*TASK PROMPT:*
Put the records into a two-column CSV with the columns "query" and "reply". Start at the line with "Keypoint placement rule: for each instance of the metal" and go through the end of the records, making one row for each record that holds its text in one quoted field and its answer in the other, with line breaks turned into spaces.

= = = = =

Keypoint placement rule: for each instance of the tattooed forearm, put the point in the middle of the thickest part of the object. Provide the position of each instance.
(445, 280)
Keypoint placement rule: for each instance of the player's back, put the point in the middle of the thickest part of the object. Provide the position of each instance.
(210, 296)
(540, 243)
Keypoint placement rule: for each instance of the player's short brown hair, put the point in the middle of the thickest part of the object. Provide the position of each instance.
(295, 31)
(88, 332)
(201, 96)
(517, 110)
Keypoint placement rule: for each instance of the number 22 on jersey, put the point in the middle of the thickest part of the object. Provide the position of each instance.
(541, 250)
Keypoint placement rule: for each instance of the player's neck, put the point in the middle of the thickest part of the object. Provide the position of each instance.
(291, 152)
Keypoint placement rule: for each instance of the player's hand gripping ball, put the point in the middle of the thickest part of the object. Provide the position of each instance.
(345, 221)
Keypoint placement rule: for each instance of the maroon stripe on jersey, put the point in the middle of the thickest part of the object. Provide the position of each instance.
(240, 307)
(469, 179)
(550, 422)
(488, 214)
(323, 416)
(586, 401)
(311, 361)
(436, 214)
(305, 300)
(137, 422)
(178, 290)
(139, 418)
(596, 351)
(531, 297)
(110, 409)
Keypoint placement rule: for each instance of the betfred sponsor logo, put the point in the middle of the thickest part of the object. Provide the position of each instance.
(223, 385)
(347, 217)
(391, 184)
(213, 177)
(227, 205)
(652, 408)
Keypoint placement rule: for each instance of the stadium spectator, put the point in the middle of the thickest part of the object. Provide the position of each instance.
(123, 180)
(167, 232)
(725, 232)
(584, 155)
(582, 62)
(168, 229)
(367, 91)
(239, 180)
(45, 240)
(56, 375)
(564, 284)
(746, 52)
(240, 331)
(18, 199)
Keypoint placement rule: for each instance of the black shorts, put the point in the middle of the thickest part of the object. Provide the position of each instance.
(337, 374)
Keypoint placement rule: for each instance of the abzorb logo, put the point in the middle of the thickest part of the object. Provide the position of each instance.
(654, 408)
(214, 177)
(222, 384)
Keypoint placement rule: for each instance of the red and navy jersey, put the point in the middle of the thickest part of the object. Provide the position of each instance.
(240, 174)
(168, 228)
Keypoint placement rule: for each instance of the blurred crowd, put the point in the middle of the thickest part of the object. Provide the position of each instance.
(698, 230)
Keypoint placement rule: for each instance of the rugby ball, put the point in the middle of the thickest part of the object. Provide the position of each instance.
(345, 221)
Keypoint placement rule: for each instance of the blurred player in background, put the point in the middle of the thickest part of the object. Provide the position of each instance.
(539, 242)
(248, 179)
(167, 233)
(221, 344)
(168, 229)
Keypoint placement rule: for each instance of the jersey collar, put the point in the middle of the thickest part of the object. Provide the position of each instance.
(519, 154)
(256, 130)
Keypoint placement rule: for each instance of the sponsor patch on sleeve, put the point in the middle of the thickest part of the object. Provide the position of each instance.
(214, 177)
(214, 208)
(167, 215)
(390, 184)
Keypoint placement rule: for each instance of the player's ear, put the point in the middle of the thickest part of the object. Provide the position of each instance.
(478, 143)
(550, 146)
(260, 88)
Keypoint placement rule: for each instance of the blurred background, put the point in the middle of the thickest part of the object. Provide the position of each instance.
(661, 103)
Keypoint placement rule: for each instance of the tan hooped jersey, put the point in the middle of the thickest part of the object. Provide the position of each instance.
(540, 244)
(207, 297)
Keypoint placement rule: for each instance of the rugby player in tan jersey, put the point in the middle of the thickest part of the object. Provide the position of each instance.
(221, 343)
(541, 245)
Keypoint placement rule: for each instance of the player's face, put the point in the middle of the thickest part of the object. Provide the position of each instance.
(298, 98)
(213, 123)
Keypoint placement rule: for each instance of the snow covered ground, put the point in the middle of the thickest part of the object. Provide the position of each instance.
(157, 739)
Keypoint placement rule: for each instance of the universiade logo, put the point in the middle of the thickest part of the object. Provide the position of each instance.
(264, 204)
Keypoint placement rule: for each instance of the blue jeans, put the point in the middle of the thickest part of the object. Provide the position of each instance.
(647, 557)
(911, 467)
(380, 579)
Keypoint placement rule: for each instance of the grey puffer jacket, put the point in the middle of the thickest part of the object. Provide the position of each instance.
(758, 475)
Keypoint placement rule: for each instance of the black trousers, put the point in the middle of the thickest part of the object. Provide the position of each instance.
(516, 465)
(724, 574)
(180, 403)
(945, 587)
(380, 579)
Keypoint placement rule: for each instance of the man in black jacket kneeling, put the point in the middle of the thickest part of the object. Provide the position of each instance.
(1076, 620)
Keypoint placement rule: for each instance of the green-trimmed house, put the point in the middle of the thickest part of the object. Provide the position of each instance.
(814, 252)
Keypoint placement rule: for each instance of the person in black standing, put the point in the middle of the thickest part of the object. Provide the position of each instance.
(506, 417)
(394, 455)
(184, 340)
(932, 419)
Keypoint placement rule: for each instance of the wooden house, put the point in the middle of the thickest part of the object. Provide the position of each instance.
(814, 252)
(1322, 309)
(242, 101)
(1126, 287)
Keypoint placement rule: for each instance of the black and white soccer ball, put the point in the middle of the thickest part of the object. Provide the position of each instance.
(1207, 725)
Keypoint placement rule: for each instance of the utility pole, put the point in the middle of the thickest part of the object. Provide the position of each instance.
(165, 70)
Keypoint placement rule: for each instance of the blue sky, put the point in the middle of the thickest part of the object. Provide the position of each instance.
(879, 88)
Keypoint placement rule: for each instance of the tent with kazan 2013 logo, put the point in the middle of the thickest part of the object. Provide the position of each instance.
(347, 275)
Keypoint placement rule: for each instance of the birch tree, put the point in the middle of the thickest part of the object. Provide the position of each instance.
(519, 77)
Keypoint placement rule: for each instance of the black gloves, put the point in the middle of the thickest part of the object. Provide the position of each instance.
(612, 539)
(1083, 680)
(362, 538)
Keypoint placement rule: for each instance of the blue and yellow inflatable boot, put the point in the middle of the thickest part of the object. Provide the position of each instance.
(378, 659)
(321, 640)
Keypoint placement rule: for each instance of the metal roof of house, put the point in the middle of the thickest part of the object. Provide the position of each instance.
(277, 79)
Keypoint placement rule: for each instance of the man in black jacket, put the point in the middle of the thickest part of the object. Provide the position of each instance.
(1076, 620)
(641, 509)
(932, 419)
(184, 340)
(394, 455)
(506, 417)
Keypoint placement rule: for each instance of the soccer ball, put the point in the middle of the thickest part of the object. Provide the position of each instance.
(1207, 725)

= = = = =

*RIGHT ANSWER:*
query,reply
"Keypoint placement rule: for each instance of the metal roof of house, put the point in the middle of the thickest part of the object. Provide the position of each instance.","(277, 79)"
"Keypoint placement rule: for each instance of the man in black jacket, put the point in the middle of the thickest part of the object. Provide the position of each instance.","(1076, 620) (641, 509) (932, 419) (184, 340) (394, 455) (506, 417)"
"Keypoint placement rule: for each instance of the soccer ball, put the point in the middle of the thickest part of the object. Provide the position of each instance.","(1207, 725)"